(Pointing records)

■ ■ ■

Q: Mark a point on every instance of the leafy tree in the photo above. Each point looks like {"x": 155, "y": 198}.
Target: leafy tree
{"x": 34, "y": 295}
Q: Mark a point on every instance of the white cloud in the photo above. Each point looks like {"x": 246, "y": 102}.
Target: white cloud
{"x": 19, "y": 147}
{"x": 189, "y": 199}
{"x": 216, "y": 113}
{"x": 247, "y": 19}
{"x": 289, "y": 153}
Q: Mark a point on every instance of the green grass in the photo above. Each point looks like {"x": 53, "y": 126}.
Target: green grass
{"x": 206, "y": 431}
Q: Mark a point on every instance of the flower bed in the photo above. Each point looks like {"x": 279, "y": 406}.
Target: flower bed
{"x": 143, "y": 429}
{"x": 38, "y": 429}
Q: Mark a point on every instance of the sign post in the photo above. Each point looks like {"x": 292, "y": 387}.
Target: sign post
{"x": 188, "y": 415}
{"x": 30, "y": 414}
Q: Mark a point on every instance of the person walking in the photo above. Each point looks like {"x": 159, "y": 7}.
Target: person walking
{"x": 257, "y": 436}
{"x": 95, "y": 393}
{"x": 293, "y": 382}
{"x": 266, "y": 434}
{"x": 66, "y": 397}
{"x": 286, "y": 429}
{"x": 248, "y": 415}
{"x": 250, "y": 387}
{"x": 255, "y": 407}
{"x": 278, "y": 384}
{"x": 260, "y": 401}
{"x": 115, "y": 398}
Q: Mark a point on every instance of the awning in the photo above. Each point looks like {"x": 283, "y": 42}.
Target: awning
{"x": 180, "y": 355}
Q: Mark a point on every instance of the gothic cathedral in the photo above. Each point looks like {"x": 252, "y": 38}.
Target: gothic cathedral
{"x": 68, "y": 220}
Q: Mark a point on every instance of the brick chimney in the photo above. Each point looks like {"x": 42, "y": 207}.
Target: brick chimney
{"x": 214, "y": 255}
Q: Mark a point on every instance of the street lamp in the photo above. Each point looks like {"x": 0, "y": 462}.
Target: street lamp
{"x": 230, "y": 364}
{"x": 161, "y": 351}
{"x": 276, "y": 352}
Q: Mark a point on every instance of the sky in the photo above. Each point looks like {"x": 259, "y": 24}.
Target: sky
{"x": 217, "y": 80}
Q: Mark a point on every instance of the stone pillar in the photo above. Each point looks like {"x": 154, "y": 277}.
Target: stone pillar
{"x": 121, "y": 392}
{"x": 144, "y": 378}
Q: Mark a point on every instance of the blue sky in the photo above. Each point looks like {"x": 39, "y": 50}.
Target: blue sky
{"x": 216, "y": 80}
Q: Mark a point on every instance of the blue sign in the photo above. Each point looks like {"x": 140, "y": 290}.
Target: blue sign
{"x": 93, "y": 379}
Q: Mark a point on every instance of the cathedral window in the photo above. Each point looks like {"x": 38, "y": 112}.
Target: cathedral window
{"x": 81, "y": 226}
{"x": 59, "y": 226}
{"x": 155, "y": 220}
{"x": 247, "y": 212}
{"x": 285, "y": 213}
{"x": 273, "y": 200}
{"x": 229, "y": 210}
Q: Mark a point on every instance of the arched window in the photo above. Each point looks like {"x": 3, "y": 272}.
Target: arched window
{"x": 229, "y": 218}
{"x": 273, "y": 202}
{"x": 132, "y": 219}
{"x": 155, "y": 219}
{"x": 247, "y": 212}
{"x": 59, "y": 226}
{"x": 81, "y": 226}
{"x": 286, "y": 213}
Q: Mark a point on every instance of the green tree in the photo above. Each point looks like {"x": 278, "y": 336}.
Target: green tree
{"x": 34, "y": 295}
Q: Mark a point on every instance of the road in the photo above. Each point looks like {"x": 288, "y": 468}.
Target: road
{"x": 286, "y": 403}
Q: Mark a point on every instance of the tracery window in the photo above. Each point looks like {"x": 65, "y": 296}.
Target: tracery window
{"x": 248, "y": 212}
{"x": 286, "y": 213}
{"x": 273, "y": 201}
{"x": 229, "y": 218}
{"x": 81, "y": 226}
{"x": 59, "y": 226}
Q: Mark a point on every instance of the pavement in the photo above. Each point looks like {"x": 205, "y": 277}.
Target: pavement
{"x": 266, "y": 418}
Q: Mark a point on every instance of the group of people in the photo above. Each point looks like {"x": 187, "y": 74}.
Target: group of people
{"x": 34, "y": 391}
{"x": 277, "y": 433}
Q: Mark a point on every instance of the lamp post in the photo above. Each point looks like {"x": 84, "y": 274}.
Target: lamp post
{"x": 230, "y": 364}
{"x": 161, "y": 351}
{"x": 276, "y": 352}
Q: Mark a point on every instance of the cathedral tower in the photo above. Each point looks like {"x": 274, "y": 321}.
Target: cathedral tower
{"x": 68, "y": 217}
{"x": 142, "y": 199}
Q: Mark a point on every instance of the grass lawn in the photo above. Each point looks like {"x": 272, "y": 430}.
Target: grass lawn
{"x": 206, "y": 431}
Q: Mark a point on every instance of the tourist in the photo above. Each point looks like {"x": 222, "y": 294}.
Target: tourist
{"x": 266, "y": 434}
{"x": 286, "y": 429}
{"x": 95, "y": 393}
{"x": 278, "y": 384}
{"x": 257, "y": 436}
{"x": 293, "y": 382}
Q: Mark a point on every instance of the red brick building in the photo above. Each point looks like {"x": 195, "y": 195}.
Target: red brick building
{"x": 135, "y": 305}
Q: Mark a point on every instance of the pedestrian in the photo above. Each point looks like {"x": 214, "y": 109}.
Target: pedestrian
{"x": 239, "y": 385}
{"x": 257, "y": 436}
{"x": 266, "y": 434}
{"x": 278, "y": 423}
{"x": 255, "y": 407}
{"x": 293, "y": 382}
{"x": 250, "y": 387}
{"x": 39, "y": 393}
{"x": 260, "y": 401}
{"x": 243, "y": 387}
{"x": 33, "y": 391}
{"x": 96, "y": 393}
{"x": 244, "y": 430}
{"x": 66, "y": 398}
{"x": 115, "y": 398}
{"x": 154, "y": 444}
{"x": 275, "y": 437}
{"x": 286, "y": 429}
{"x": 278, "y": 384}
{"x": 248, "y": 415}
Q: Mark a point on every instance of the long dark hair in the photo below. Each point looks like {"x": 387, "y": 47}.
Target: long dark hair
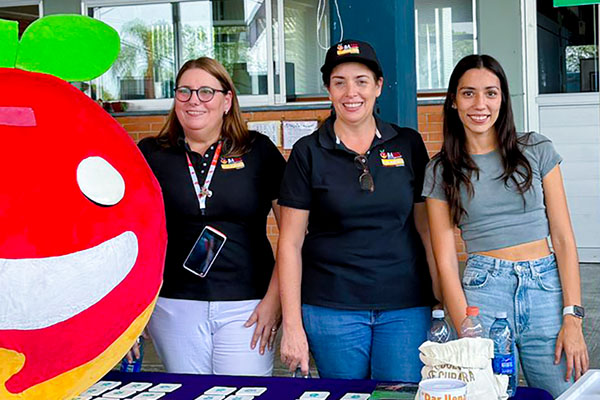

■ ■ ■

- [Work to complete]: Report every line in the listing above that contains the string "road", copying each one in full. Treat the match as case-sensitive.

- [Response for this exercise]:
Q: Mark a point on every instance of the road in the photo above. Each point looks like {"x": 288, "y": 468}.
Target: road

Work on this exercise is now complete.